### THE PROBLEM
The listing below holds a line with "positive clicks: (23, 424)" and a line with "box: [998, 351, 1069, 407]". Reproduce those two lines exactly, plus everything between them.

### THE RECORDS
####################

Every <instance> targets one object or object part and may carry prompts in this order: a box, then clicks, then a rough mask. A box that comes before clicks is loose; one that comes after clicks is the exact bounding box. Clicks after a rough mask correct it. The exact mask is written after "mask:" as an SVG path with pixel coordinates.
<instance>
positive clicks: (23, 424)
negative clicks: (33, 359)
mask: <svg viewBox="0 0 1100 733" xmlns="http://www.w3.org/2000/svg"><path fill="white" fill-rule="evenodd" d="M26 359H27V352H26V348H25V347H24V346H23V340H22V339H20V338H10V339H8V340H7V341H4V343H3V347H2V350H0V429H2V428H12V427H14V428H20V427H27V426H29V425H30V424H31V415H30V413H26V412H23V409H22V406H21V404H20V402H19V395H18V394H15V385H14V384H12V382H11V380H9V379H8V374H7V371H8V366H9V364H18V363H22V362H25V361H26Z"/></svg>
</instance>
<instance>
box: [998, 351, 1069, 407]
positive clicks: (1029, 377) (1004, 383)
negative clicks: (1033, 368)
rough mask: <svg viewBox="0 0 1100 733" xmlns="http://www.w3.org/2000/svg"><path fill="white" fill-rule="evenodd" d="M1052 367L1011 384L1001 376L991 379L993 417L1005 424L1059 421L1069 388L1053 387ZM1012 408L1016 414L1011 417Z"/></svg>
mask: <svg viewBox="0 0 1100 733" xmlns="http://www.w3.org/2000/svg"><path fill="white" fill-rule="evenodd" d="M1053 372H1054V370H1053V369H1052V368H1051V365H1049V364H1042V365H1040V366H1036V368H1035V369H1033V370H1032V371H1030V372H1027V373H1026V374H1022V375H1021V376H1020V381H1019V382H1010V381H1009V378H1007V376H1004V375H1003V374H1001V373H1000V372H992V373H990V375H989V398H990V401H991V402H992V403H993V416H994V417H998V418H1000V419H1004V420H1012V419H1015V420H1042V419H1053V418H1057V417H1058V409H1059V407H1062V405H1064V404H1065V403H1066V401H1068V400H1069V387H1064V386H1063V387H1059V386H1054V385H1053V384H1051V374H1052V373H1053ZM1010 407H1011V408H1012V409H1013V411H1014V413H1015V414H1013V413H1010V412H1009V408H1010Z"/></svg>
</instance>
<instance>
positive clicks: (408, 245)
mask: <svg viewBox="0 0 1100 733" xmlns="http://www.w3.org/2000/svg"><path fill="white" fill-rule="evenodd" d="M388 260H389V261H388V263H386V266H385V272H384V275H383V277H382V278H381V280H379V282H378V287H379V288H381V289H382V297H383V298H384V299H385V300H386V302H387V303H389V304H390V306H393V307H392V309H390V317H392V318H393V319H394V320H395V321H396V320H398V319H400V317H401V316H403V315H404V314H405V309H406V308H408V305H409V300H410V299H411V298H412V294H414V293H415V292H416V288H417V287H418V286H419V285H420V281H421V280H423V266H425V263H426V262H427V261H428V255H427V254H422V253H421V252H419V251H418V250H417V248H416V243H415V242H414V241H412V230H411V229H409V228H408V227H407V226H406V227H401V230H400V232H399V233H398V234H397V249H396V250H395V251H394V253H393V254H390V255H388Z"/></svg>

####################

### YOUR SOLUTION
positive clicks: (23, 424)
negative clicks: (33, 359)
mask: <svg viewBox="0 0 1100 733" xmlns="http://www.w3.org/2000/svg"><path fill="white" fill-rule="evenodd" d="M26 359H27V352H26V348H25V347H24V346H23V340H22V339H20V338H10V339H8V340H7V341H4V343H3V347H2V350H0V429H2V428H12V427H14V428H20V427H27V426H29V425H30V424H31V415H30V413H26V412H23V409H22V406H21V404H20V402H19V395H18V394H15V385H14V384H12V382H11V380H9V379H8V374H7V371H8V366H9V364H18V363H22V362H25V361H26Z"/></svg>
</instance>
<instance>
box: [998, 351, 1069, 407]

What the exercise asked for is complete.